Eine Scheinselbstständigkeit liegt vor, wenn die dienstleistende Person als rechtlich selbstständig eingestuft und behandelt wird, dies aber nicht mit seiner tatsächlichen Leistungserbringung im Einklang steht. Das bedeutet, dass der Erwerbstätige wie ein abhängig Beschäftigter im Rahmen eines Arbeitsverhältnisses arbeitet, nach außen aber den Rechtsschein der Selbstständigkeit erweckt.
Nach § 7 Absatz 1 Viertes Sozialgesetzbuch (SGB IV) ist die Beschäftigung eine nichtselbstständige Arbeit, insbesondere in einem Arbeitsverhältnis. Sollte durch die Deutsche Rentenversicherung oder anderen Institutionen eine Scheinselbstständigkeit festgestellt werden, so hat dies Auswirkungen in vielen Bereichen, wie zum Beispiel Sozialversicherungsbeiträgen, Bußgeldern und Strafen, steuerlichen Nachforderungen, bis hin zur Rufschädigung und dem Verlust der Selbstständigkeit. Das wird nicht zuletzt damit begründet, dass der Betroffene, also der ursprüngliche freie Mitarbeiter, seine Arbeitnehmerstellung rückwirkend vor Gericht einklagen kann. So muss der Auftraggeber rückwirkend bis zu vier Jahren, bei Vorsatz bis zu 30 Jahren, die fehlenden Sozialversicherungsbeiträge für die Kranken-, Pflege-, Renten und Arbeitslosenversicherung zahlen, ebenso der Betroffene, von dem unterbliebene Beiträge gefordert werden können. Neben der fahrlässigen oder vorsätzlichen Herbeiführung der Scheinselbstständigkeit, könnte sich der Auftraggeber auch wegen Vorenthaltens und Veruntreuens von Arbeitsentgelt nach § 266a Strafgesetzbuch (StGB) strafbar gemacht haben, welches neben der fahrlässigen oder vorsätzlichen Herbeiführung der Scheinselbstständigkeit auch strafrechtliche Folgen hat. Bei ersterem kann es zur möglichen Beteiligung des Betroffenen an der Rückzahlung kommen. Auch ist an eine mögliche Nachzahlung der Lohnsteuer zu denken, da freie Mitarbeiter steuerlich anders gestellt sind als Arbeitnehmer.

**Bereitgestellte Daten:**
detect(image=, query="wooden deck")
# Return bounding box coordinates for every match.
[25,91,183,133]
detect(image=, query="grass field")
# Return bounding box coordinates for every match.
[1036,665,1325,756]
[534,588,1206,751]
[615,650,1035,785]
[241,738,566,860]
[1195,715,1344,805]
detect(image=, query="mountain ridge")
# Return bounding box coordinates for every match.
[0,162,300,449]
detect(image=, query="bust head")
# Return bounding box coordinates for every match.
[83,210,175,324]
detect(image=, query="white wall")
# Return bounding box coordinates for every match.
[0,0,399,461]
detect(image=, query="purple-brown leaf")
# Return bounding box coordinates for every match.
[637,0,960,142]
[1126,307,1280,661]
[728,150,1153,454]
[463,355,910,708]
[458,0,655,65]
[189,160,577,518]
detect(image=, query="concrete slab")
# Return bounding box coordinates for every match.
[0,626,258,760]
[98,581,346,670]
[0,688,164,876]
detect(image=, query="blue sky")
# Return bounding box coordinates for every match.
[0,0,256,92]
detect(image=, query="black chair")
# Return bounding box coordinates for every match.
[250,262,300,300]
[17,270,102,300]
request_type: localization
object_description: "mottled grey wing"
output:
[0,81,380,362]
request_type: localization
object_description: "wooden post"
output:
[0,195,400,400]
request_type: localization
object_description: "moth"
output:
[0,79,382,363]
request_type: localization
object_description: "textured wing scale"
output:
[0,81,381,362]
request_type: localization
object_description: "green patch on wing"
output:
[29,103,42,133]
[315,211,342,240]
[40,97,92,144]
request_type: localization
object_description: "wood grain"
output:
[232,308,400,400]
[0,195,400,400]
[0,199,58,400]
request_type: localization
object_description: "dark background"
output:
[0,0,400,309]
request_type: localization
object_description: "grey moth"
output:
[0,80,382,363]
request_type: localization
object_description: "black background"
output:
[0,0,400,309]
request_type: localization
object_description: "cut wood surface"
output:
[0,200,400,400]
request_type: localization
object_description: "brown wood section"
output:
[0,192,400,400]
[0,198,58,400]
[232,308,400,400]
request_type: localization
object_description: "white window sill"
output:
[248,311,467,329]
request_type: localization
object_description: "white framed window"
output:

**Aufgabe A:**
Stimmen diese Aussagen mit dem Text zur Scheinselbstständigkeit überein? Beantworte jede mit Ja oder Nein und zitiere die entscheidenden Worte aus dem Text wörtlich.
(i) Bei Vorsatz muss der Auftraggeber fehlende Sozialversicherungsbeiträge bis zu 30 Jahre rückwirkend zahlen.
(ii) Nur die Deutsche Rentenversicherung kann eine Scheinselbstständigkeit feststellen.
(iii) Freie Mitarbeiter sind steuerlich genauso gestellt wie Arbeitnehmer.
**Aufgabe B:** Gib den Abschnitt aus dem Text zur Scheinselbstständigkeit wieder, beginnend mit „Eine Scheinselbstständigkeit liegt“ und weiter bis „der Selbstständigkeit erweckt.“, und tausche dabei „Erwerbstätige“ gegen „Auftragnehmer“ aus.
Die Daten spielen hierfür keine Rolle.

**Erwartete Ausgabe A:**
(i) Ja: „bei Vorsatz bis zu 30 Jahren“
(ii) Nein: „durch die Deutsche Rentenversicherung oder anderen Institutionen“
(iii) Nein: „da freie Mitarbeiter steuerlich anders gestellt sind als Arbeitnehmer“

**Erwartete Ausgabe B:**
Eine Scheinselbstständigkeit liegt vor, wenn die dienstleistende Person als rechtlich selbstständig eingestuft und behandelt wird, dies aber nicht mit seiner tatsächlichen Leistungserbringung im Einklang steht. Das bedeutet, dass der Auftragnehmer wie ein abhängig Beschäftigter im Rahmen eines Arbeitsverhältnisses arbeitet, nach außen aber den Rechtsschein der Selbstständigkeit erweckt.